### [DOCUMENT TEXT]
'''

And for its next trick, the PA will make ODZ disappear… forever!

The emphasis is once again – juts like in 2006 - on ‘minimising’ the gargantuan scale of this reform… by suggesting that, in practice, it would really affect just a limited number of private households

Out of curiosity: has TVM’s online news portal decided to compete with Bloomberg, for coming up with the most ‘famously bizarre and inscrutable headlines’ in media history?

If so, I feel I have to warn the national broadcaster that it faces some pretty serious competition. After all, Bloomberg enjoys a much-cherished reputation, for teasing its readers with spectacularly mind-boggling headlines – such as, for instance:

‘Feeding Naked Chef’s Chickens Killing Biggest Bond Rally’

‘Harvard Women Freed From Urinal 50 Years After First Female MBA’

‘DSM’s Flirt With Red Hot Mamas Cuts Investor Love for Plastics’, and (my own personal favourite)

‘Giraffe Mulling Suicide, as Terrorists Chant in Cairo’

Indeed, Bloomberg’s penchant for such gobbledygook is so widely-known, it has even inspired a blog called ‘Strange Bloomberg Headlines’ (which helpfully explains that: “The headlines usually make sense once you’ve read the article…”)

'''

### [STATED GOAL]
In the commentary above, what is the name of the blog that Bloomberg's headlines have inspired?

### [INFORMATION PROVIDED]
'''

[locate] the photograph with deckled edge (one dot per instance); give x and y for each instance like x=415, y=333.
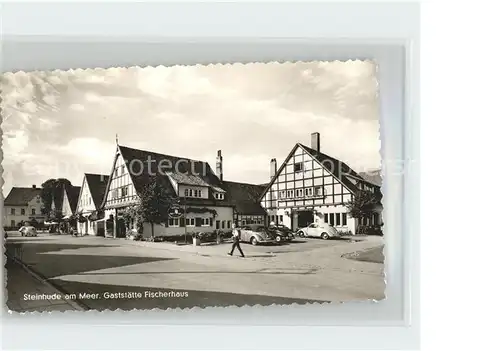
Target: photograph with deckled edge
x=192, y=186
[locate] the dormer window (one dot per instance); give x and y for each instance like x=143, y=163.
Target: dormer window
x=219, y=196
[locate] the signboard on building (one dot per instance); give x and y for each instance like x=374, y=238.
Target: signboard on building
x=175, y=211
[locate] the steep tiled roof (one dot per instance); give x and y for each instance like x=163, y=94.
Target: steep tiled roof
x=21, y=196
x=97, y=187
x=245, y=197
x=181, y=168
x=187, y=179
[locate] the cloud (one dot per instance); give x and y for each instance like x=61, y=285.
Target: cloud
x=253, y=112
x=77, y=107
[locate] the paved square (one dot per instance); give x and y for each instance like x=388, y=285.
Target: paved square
x=126, y=274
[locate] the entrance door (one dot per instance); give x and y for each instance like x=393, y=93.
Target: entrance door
x=305, y=218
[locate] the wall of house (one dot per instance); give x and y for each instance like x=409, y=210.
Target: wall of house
x=87, y=228
x=250, y=219
x=32, y=210
x=223, y=214
x=12, y=220
x=121, y=190
x=306, y=184
x=203, y=190
x=85, y=201
x=66, y=207
x=311, y=185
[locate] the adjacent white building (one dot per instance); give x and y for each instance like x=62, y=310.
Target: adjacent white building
x=23, y=205
x=310, y=187
x=89, y=202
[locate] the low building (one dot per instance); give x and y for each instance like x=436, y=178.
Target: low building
x=245, y=199
x=23, y=205
x=89, y=202
x=310, y=187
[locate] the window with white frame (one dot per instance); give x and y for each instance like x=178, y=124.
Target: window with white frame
x=309, y=192
x=298, y=167
x=318, y=191
x=173, y=222
x=219, y=196
x=192, y=192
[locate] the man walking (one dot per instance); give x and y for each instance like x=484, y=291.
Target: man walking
x=236, y=241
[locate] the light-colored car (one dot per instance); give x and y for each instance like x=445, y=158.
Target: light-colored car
x=28, y=231
x=319, y=230
x=256, y=234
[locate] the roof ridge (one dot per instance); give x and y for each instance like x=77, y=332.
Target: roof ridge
x=167, y=155
x=234, y=182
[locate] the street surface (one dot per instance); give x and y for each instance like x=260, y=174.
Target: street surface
x=117, y=273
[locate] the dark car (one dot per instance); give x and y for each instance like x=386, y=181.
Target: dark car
x=256, y=234
x=281, y=233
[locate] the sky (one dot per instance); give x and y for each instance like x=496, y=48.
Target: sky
x=62, y=124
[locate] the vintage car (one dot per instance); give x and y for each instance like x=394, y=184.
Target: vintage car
x=28, y=231
x=256, y=234
x=281, y=233
x=319, y=230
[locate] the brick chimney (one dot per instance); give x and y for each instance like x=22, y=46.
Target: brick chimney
x=218, y=165
x=273, y=167
x=315, y=142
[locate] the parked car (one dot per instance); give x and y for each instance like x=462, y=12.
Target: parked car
x=281, y=233
x=319, y=230
x=256, y=234
x=28, y=231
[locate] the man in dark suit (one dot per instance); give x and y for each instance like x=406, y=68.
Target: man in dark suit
x=236, y=242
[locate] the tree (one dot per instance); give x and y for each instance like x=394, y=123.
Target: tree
x=363, y=204
x=53, y=191
x=154, y=203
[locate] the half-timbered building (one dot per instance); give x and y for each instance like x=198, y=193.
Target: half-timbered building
x=89, y=202
x=70, y=201
x=310, y=187
x=193, y=183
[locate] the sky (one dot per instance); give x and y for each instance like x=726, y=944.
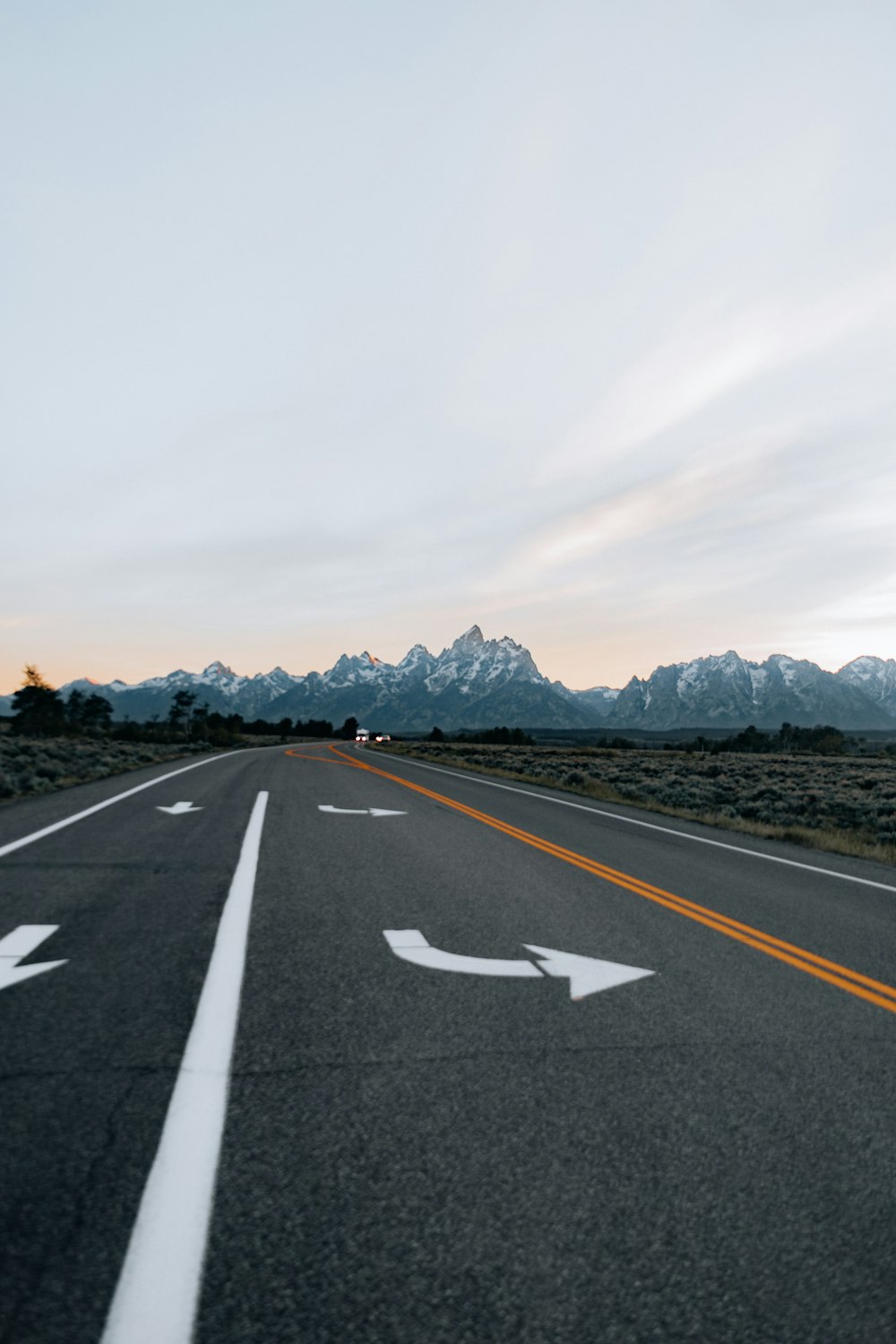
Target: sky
x=349, y=325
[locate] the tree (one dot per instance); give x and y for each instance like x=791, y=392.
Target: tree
x=182, y=710
x=38, y=709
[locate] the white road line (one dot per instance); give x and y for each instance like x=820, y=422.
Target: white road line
x=99, y=806
x=649, y=825
x=158, y=1292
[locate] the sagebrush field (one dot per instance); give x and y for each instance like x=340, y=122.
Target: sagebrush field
x=40, y=765
x=842, y=804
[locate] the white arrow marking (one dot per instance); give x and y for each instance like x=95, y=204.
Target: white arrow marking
x=21, y=943
x=410, y=945
x=359, y=812
x=586, y=975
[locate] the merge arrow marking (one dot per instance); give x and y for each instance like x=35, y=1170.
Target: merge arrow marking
x=359, y=812
x=19, y=943
x=586, y=975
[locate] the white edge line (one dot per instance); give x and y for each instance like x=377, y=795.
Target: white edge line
x=158, y=1292
x=650, y=825
x=128, y=793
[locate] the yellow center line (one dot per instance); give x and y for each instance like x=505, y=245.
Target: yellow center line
x=874, y=991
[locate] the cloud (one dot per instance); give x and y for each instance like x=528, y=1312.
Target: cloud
x=710, y=354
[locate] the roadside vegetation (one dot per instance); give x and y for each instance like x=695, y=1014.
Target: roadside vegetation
x=844, y=804
x=51, y=742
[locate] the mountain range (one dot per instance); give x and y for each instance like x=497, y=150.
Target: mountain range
x=482, y=683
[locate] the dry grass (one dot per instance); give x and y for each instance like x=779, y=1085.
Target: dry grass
x=840, y=804
x=42, y=765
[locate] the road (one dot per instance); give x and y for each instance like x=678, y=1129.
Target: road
x=378, y=1142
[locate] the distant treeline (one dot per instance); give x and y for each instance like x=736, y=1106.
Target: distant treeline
x=823, y=739
x=487, y=737
x=38, y=710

'''

### [SOLUTION TO THIS PROBLEM]
Strange Bloomberg Headlines